** Object pointing dataset rows **
-*-*-

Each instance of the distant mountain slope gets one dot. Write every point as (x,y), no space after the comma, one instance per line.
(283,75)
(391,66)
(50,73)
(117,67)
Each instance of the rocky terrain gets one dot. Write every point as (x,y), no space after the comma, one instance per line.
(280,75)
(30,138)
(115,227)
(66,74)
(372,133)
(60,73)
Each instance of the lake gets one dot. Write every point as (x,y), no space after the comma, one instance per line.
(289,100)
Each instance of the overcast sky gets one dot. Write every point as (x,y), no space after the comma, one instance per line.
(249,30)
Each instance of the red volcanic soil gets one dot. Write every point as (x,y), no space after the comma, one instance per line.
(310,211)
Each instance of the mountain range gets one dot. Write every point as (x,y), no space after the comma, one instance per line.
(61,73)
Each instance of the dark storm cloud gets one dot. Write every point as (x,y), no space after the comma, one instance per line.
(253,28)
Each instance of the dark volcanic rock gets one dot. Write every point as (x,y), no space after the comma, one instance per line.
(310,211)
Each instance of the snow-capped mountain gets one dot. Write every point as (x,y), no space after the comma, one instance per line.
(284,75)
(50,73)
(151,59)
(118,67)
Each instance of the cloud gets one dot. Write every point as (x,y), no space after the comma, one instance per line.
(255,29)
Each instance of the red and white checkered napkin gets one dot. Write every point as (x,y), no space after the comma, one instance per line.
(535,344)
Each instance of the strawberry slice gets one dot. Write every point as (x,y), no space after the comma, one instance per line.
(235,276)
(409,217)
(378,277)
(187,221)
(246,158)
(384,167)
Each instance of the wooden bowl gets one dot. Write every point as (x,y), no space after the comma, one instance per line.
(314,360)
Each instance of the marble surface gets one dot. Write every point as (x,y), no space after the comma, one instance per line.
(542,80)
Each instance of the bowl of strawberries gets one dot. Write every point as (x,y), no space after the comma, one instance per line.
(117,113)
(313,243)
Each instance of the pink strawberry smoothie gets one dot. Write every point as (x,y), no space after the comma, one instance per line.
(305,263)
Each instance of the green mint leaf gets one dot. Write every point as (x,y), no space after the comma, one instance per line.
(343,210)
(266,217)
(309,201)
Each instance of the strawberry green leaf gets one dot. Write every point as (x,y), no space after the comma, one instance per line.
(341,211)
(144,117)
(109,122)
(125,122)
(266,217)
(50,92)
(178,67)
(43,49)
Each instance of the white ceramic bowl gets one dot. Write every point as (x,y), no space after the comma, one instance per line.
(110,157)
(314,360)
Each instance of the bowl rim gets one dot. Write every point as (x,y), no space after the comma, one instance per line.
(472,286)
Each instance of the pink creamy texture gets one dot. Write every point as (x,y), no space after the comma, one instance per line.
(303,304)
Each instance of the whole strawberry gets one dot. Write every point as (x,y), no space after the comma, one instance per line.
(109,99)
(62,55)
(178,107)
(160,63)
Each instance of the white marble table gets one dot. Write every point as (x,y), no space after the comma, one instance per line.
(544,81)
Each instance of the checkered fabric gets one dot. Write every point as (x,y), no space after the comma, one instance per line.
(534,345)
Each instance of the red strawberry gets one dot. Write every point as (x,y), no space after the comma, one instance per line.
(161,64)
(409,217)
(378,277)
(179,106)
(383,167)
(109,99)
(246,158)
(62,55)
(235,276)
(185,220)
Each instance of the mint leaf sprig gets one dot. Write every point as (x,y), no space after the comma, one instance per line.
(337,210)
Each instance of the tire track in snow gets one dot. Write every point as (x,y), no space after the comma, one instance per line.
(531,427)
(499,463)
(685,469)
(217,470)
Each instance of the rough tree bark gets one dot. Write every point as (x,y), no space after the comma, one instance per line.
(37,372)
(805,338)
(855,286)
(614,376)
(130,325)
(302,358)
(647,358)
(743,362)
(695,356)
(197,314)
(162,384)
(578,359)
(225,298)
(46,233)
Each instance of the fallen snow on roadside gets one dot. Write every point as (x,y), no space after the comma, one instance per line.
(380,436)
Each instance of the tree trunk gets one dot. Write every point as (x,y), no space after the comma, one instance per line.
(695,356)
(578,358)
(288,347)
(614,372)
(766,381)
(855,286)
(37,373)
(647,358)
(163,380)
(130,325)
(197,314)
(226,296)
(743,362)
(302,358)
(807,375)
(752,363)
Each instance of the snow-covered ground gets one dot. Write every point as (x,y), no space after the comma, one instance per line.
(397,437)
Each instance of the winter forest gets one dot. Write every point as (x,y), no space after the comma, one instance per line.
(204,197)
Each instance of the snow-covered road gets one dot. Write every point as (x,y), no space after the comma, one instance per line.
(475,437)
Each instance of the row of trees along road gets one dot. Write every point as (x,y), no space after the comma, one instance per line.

-*-*-

** Given exercise **
Would you write down every record again, exactly?

** Completed task **
Each instance of the distant mountain slope gets one dot. Write every point as (x,y), no space after the comma, one instance per line.
(283,75)
(391,66)
(50,73)
(117,67)
Each instance of the rocky terrain gets one dot. Write every point as (x,y), no space after the comma, one instance per line.
(280,75)
(30,138)
(115,227)
(66,74)
(372,133)
(60,73)
Each instance of the lake gets one dot. Write every point as (x,y), no space after the comma, one instance per line.
(289,100)
Each instance of the overcast sky gets one dot. Write every point as (x,y), no space after the comma, one instance per line.
(249,30)
Each instance of the red volcanic soil gets one dot. Write every point as (x,y), no space after the comma, one instance per line.
(310,211)
Each instance of the mountain range gets one dot. Write every point as (x,y), no space after the comma, one instance per line.
(61,73)
Each instance of the dark storm cloud gets one dot. Write every point as (x,y), no space after the comma, one instance per line.
(253,28)
Each instance of the dark volcanic rock gets one dot. Write every point as (x,y), no space after the comma, one instance per line.
(310,211)
Each instance of the snow-capped mountain gets one dot. Write every point as (x,y), no space after the comma, one instance per line.
(284,75)
(50,73)
(151,59)
(118,67)
Each instance of the cloud gets one dot. Write every point as (x,y), no space after the comma, one instance per line.
(255,29)
Each instance of the red and white checkered napkin gets one dot. Write every point as (x,y), no space after the comma, one instance per line.
(535,344)
Each instance of the strawberry slice gets one dot. Write every point as (x,y), no space after the comma, one instance per line.
(235,276)
(409,217)
(378,277)
(187,221)
(246,158)
(384,167)
Each instance of the wooden bowl gets one dot. Write every point as (x,y), no space after the comma, one instance per line.
(314,360)
Each instance of the marble surface gets one dot. Write every point as (x,y), no space after the comma, one instance per line.
(542,80)
Each instance of the bowl of strawberries gets one dot. Write every point as (x,y), no space after the comma, one instance per line.
(117,113)
(313,243)
Each instance of the pink strawberry smoothie gets one dot. Write every point as (x,y), no space after the comma, one instance per line.
(305,263)
Each instance of the green mint leaf gets one dot. Write every point as (x,y), no space after the comma, one instance per line.
(343,210)
(266,217)
(309,201)
Each instance of the strawberry green leaf gets one dot. Write every point as (x,y), no space after the comma, one instance per line.
(341,211)
(144,117)
(109,122)
(125,122)
(266,217)
(50,92)
(178,67)
(43,49)
Each instance of the white ceramic bowl gets one dot. Write every point as (x,y), no space after the comma, one instance per line.
(110,157)
(314,360)
Each instance of the bowl rim gets one dot. Write every point as (x,y), no space after the comma, one instance per line.
(472,286)
Each instance of the pink creamy texture gets one dot. Write every point as (x,y), no space after the comma, one instance per line.
(303,304)
Each instance of the whole strawberry gets one dot. Write every point as (x,y), no space after the comma, one instance per line.
(109,99)
(62,55)
(178,107)
(160,63)
Each instance of the white marble table gets one dot. Write every point as (x,y), no space after the comma, one instance per line.
(544,81)
Each instance of the checkered fabric gets one dot. Write every point as (x,y), no space after the comma, one instance per line.
(534,345)
Each instance of the red strawberry gets one dot. Write every point as (x,y), no space after the comma, one instance per line.
(161,64)
(409,217)
(378,277)
(179,106)
(383,167)
(109,99)
(246,158)
(62,55)
(235,276)
(185,220)
Each instance of the mint leaf sprig gets one dot. Write every point as (x,y), no space after the comma, one instance per line.
(337,210)
Each instance of the tire track in snow gets one dot. Write every point as (x,y), no space after the comma, one instance per line.
(531,427)
(499,463)
(685,469)
(217,470)
Each instance of the rough tree bark gets one dot. Write every point as (x,y), no space after the comma, one instance per line.
(37,372)
(805,338)
(855,286)
(614,376)
(130,325)
(302,358)
(647,358)
(743,362)
(695,356)
(197,314)
(162,384)
(578,359)
(225,298)
(46,233)
Each instance of the fallen snow on roadside gets one dot. Write every point as (x,y), no space after the comma, one instance per line.
(380,436)
Each instance of the tree trunk gets one dot. Write every point as (x,y), no space after the comma, one instance per line.
(695,356)
(578,358)
(288,347)
(614,372)
(766,381)
(855,286)
(37,373)
(647,358)
(163,380)
(130,325)
(197,314)
(226,296)
(743,362)
(302,358)
(807,375)
(752,363)
Each instance of the snow-covered ground gets one dot. Write every point as (x,y), no space after the comma, one instance per line.
(397,437)
Each instance of the winter forest gets one dot. Write every point as (x,y), no space after the comma, one instance per line.
(204,197)
Each instance of the snow-covered road gets one dot. Write every point as (x,y), no space after the comma, one instance per line.
(475,437)
Each instance of the row of trees along road gets one dot. Write every point as (x,y), no space after the comma, one instance per line.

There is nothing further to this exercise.